§ **Reading passage**
# How to become Health/Safety Trainer?



## Mr Ed (17 Jan 2008)

Anybody know of any Instructor courses, preferably in Cork?

Thanks,

Mr Ed


----------



## ClubMan (17 Jan 2008)

Any useful info on www.fas.ie ?


----------



## quinno (17 Jan 2008)

More than likely to will need to be IOSH approved. www.iosh.co.uk. 

Is this to carry ourt Safe Pass training, or be an in house H & S trainer for an organisation?


----------



## Mr Ed (17 Jan 2008)

Having problems with fas.ie at the mo.

Yeah, just considering safe pass, H&S, first aid, manual handling etc. various things for contracting..... I'm a trainer already but not in those.


----------



## ClubMan (17 Jan 2008)

Mr Ed said:


> Having problems with fas.ie at the mo.


Works fine for me. Maybe a problem at your end?


----------



## cruchan09 (17 Jan 2008)

You can do a 5 day course to become a Manual Handling instrutor. Lots of compnaied offer it. See [broken link removed]. 

Nifast also do a course setting you up as a trainer in defibrillator use which might be useful given the number of defibs springing up around teh country. 

No connection to Nifast, have just used them before. 

It's difficult to become a first aid trainer, I think you need lots of experience and approval from the HSA to train.

There are too many safe pass instructors at the minute so I don't think that there's much profit in it. Again I thnk you need to demonsrate some experience in the sector and apply to FAS for training. 

Hope this helps.


----------



## gipimann (17 Jan 2008)

If you want to further your Health & Safety knowledge there are certificate and diploma courses run by UCD -  link  to their site


----------



## garythegreat (17 Jan 2008)

To be a safe trainer you need 5 years experience in construction, then you go on a FAS  course and register with FAS


----------



## abyrne151 (23 Mar 2008)

Contact www.olivesafety.ie as they run some Trainer courses.


----------

§ **Dataset section**
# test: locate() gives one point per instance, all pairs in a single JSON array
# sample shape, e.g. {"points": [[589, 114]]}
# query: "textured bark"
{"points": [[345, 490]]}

§ **Task to carry out**
Reproduce word for word the stretch of the thread on becoming a health and safety trainer from "There are too" through "Hope this helps.".

§ **Finished task**
There are too many safe pass instructors at the minute so I don't think that there's much profit in it. Again I thnk you need to demonsrate some experience in the sector and apply to FAS for training. 

Hope this helps.